## Begin

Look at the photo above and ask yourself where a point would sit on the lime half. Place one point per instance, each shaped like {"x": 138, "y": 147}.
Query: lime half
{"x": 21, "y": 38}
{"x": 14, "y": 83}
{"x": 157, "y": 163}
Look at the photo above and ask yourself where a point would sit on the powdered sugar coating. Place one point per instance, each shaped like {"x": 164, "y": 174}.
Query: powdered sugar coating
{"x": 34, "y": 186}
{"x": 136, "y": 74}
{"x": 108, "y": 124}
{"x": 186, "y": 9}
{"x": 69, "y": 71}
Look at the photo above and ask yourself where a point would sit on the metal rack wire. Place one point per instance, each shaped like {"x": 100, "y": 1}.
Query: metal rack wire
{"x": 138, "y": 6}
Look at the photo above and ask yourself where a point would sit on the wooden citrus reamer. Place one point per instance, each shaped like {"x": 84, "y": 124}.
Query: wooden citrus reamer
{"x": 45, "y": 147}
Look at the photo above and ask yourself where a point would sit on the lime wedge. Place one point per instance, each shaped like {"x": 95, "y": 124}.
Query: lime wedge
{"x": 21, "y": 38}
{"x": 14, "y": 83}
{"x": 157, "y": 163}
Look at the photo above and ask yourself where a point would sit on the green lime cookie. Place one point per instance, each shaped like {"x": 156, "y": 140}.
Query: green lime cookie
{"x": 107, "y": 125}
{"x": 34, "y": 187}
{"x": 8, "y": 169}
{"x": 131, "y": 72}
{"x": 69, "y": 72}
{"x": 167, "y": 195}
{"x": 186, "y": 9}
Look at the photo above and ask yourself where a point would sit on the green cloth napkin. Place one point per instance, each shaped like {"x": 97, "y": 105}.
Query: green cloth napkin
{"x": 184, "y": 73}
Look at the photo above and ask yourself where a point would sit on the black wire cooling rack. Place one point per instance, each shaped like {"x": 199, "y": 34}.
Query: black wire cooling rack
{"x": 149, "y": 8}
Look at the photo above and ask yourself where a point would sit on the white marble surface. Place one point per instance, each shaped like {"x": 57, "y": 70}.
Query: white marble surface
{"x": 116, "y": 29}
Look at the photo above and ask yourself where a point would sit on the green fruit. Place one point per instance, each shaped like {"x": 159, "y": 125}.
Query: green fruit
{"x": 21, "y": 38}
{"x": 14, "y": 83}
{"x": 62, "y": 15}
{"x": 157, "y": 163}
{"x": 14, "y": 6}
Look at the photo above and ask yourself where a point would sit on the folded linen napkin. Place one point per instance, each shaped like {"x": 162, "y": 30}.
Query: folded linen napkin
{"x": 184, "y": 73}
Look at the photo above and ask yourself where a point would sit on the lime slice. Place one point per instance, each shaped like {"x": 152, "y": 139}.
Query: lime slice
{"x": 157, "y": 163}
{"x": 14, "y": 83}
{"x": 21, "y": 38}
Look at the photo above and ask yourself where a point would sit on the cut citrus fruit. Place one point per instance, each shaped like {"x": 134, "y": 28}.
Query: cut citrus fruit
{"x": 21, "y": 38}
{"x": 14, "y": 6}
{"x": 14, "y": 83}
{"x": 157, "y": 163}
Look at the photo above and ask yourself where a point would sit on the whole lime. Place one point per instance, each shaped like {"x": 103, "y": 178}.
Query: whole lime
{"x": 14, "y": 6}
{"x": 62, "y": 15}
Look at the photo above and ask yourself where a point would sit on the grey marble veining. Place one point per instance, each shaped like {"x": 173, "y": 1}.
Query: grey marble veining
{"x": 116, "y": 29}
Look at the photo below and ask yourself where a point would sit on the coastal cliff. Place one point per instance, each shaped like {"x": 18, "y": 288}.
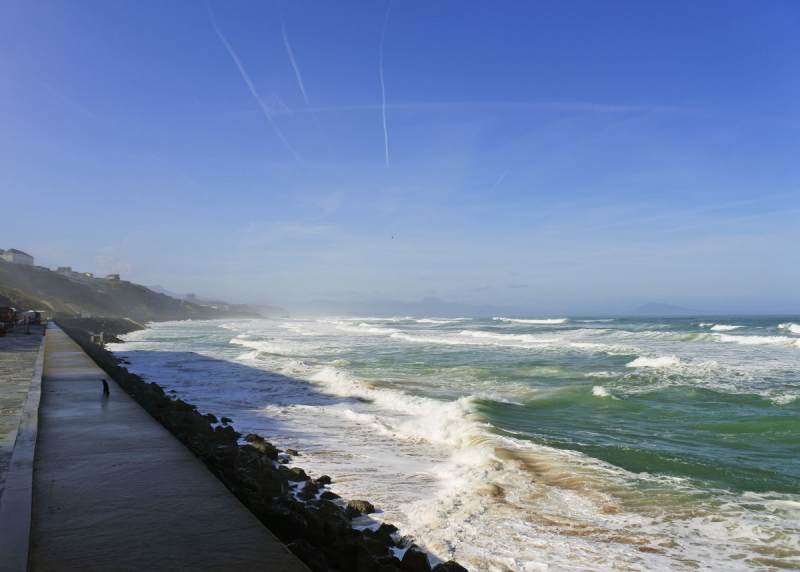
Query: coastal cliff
{"x": 28, "y": 287}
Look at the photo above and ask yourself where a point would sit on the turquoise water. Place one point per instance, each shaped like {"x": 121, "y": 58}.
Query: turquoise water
{"x": 574, "y": 444}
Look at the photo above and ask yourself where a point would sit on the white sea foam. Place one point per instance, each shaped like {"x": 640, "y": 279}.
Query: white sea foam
{"x": 724, "y": 328}
{"x": 665, "y": 361}
{"x": 785, "y": 399}
{"x": 793, "y": 328}
{"x": 758, "y": 340}
{"x": 600, "y": 391}
{"x": 493, "y": 503}
{"x": 537, "y": 321}
{"x": 524, "y": 338}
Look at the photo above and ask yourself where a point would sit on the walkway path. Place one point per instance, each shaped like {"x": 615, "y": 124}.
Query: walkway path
{"x": 18, "y": 353}
{"x": 114, "y": 490}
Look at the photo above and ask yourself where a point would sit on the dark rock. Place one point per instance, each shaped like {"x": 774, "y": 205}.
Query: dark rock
{"x": 381, "y": 535}
{"x": 327, "y": 512}
{"x": 374, "y": 547}
{"x": 297, "y": 474}
{"x": 449, "y": 566}
{"x": 415, "y": 560}
{"x": 281, "y": 521}
{"x": 390, "y": 564}
{"x": 267, "y": 449}
{"x": 310, "y": 555}
{"x": 318, "y": 531}
{"x": 357, "y": 507}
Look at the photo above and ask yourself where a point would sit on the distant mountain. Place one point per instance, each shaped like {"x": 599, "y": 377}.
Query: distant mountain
{"x": 264, "y": 310}
{"x": 653, "y": 309}
{"x": 162, "y": 290}
{"x": 429, "y": 307}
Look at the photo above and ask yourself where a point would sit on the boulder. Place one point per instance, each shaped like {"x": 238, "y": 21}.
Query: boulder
{"x": 449, "y": 566}
{"x": 414, "y": 560}
{"x": 310, "y": 555}
{"x": 357, "y": 507}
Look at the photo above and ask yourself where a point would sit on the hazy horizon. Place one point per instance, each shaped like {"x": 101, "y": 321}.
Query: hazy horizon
{"x": 566, "y": 158}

## End

WHAT IS REQUIRED:
Reproduce every line above verbatim, in its original order. Leave out the pictures.

ANSWER TO THE PROBLEM:
Look at the photo above and ask yourself where a point would sit on the lime half. Place one point per instance, each shaped like {"x": 138, "y": 147}.
Query: lime half
{"x": 21, "y": 38}
{"x": 14, "y": 83}
{"x": 157, "y": 163}
Look at the photo above and ask yourself where a point would sit on the powdered sugar coating. Place one point per instance, each shaped like {"x": 164, "y": 174}.
Query: powdered sugar coating
{"x": 34, "y": 186}
{"x": 136, "y": 74}
{"x": 108, "y": 124}
{"x": 186, "y": 9}
{"x": 69, "y": 71}
Look at the photo above and ask yourself where a point would sit on the metal rack wire. Place one point per instance, each shaped like {"x": 100, "y": 1}.
Query: metal rack wire
{"x": 138, "y": 6}
Look at the photo above and ask yourself where a point would sit on the wooden citrus reamer. Place one point per instance, each shaped like {"x": 84, "y": 124}.
Query: wooden citrus reamer
{"x": 45, "y": 147}
Look at the photo above and ask yourself where a point would sit on the lime wedge. Place one point per instance, each shaped like {"x": 95, "y": 124}.
Query: lime wedge
{"x": 21, "y": 38}
{"x": 14, "y": 83}
{"x": 157, "y": 163}
Look at the photo above and ask yourself where a point would sit on the green lime cookie. Place one point per instance, each shaped like {"x": 156, "y": 140}.
Query: green lime cookie
{"x": 107, "y": 125}
{"x": 34, "y": 187}
{"x": 8, "y": 169}
{"x": 131, "y": 72}
{"x": 69, "y": 72}
{"x": 167, "y": 195}
{"x": 186, "y": 9}
Look at the photo above and ask yourself where a point would sit on the green cloth napkin. Place one point per instance, each shaped like {"x": 97, "y": 105}.
Query: green cloth napkin
{"x": 184, "y": 73}
Look at the photo above and ask yourself where a point would sit on the black wire cooling rack. Place one point per instance, each shaped like {"x": 199, "y": 34}.
Query: black wire cooling rack
{"x": 149, "y": 8}
Look at the photo above and ask yourself where a point would sit on the white marble surface. Place one point per instance, each shaped like {"x": 57, "y": 70}.
Query: white marble surface
{"x": 116, "y": 29}
Look at the photo above and ask yourself where a point would sit on the green fruit. Place one point per instance, each shaped like {"x": 159, "y": 125}.
Query: green fruit
{"x": 21, "y": 38}
{"x": 14, "y": 83}
{"x": 62, "y": 15}
{"x": 157, "y": 163}
{"x": 14, "y": 6}
Look at the photo above and ask yourself where a point would sit on the folded linen napkin. Place one point per instance, each shaped like {"x": 162, "y": 30}.
Query: folded linen napkin
{"x": 184, "y": 73}
Look at the photo above and ask yourself where a point would sit on the lime slice. Place one point per instance, each shaped like {"x": 152, "y": 139}.
Query: lime slice
{"x": 157, "y": 163}
{"x": 14, "y": 83}
{"x": 21, "y": 38}
Look at the photo above and ask yourself where a point would sit on the cut citrus fruit. Place one point per instance, each shaped like {"x": 134, "y": 28}.
Query: cut citrus fruit
{"x": 21, "y": 38}
{"x": 14, "y": 6}
{"x": 14, "y": 83}
{"x": 157, "y": 163}
Look at the photo above and ask yourself where a point would sit on the whole lime. Place one point per instance, each shaped like {"x": 103, "y": 178}.
Query: whole lime
{"x": 14, "y": 6}
{"x": 62, "y": 15}
Look at the photo above and ask yourself where a point would sit on the grey marble veining. Place one point per instance, each shaped like {"x": 173, "y": 1}.
Query: grey marble veining
{"x": 116, "y": 29}
Look at the photo below and ask yourself where a point would sit on the coastal cliff. Place one point per instance, each shaped like {"x": 18, "y": 288}.
Query: coastal cliff
{"x": 28, "y": 287}
Look at the photo above and ask yourself where a point would sit on the turquoise water. Place one point per instance, each shaped like {"x": 121, "y": 58}.
Query: turquoise water
{"x": 574, "y": 444}
Look at the photo above and ask yourself where a point would sit on the white sea foam. Place one point per instance, each shaped like {"x": 640, "y": 279}.
Query: white sea foam
{"x": 724, "y": 328}
{"x": 665, "y": 361}
{"x": 785, "y": 399}
{"x": 793, "y": 328}
{"x": 758, "y": 340}
{"x": 600, "y": 391}
{"x": 493, "y": 503}
{"x": 537, "y": 321}
{"x": 524, "y": 338}
Look at the photo above and ask yourself where a point would sit on the walkway path. Place one point per instance, each shaped like {"x": 615, "y": 124}.
Query: walkway path
{"x": 18, "y": 353}
{"x": 114, "y": 490}
Look at the photo above and ask yourself where a point would sit on the dark rock. Place one point per instance, each shaped like {"x": 774, "y": 205}.
Query: dark rock
{"x": 381, "y": 535}
{"x": 327, "y": 512}
{"x": 374, "y": 547}
{"x": 297, "y": 474}
{"x": 449, "y": 566}
{"x": 415, "y": 560}
{"x": 281, "y": 521}
{"x": 390, "y": 564}
{"x": 267, "y": 449}
{"x": 310, "y": 555}
{"x": 318, "y": 531}
{"x": 357, "y": 507}
Look at the photo above and ask yourself where a point would sit on the distant mountain. Place one point per instance, each shaped like {"x": 599, "y": 377}.
Query: distant mountain
{"x": 264, "y": 310}
{"x": 653, "y": 309}
{"x": 162, "y": 290}
{"x": 429, "y": 307}
Look at the photo above and ask yourself where a point would sit on the boulder. Place one point per instance, each shaped like {"x": 238, "y": 21}.
Query: boulder
{"x": 449, "y": 566}
{"x": 414, "y": 560}
{"x": 310, "y": 555}
{"x": 357, "y": 507}
Look at the photo above and ask yourself where a point would sit on the hazy horizon. Place one point per instance, each shaped like {"x": 101, "y": 321}.
Query: hazy horizon
{"x": 566, "y": 158}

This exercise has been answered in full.